▶ [WHAT IS REQUIRED] An exact copy of the records below is required, and it must contain no pictures.

(Text-to-region grounding data)
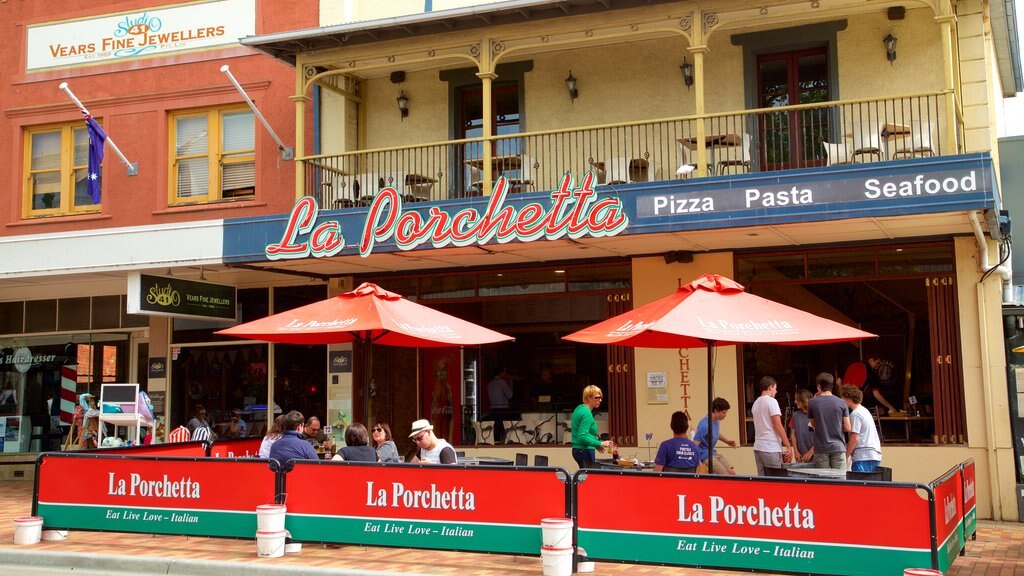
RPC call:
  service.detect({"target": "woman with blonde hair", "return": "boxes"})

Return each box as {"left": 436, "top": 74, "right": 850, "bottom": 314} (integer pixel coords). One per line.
{"left": 371, "top": 422, "right": 401, "bottom": 463}
{"left": 258, "top": 414, "right": 286, "bottom": 459}
{"left": 571, "top": 385, "right": 613, "bottom": 469}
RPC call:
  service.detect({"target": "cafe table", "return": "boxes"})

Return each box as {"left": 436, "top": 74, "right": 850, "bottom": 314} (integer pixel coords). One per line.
{"left": 678, "top": 134, "right": 742, "bottom": 174}
{"left": 460, "top": 456, "right": 514, "bottom": 466}
{"left": 784, "top": 466, "right": 847, "bottom": 479}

▶ [REPLY TO THE EXERCISE]
RPC call:
  service.detect({"target": "woman with blonde hair", "return": "boxes"})

Return each box as {"left": 436, "top": 74, "right": 850, "bottom": 314} (integer pixel coords). One per line.
{"left": 371, "top": 422, "right": 401, "bottom": 463}
{"left": 258, "top": 414, "right": 286, "bottom": 459}
{"left": 571, "top": 385, "right": 613, "bottom": 469}
RPC call:
  service.detect({"target": "cafe table", "return": "boxes"})

Return each box as {"left": 436, "top": 74, "right": 850, "bottom": 314} (integer pixel coords). One per line.
{"left": 678, "top": 134, "right": 742, "bottom": 174}
{"left": 460, "top": 456, "right": 514, "bottom": 466}
{"left": 784, "top": 466, "right": 847, "bottom": 479}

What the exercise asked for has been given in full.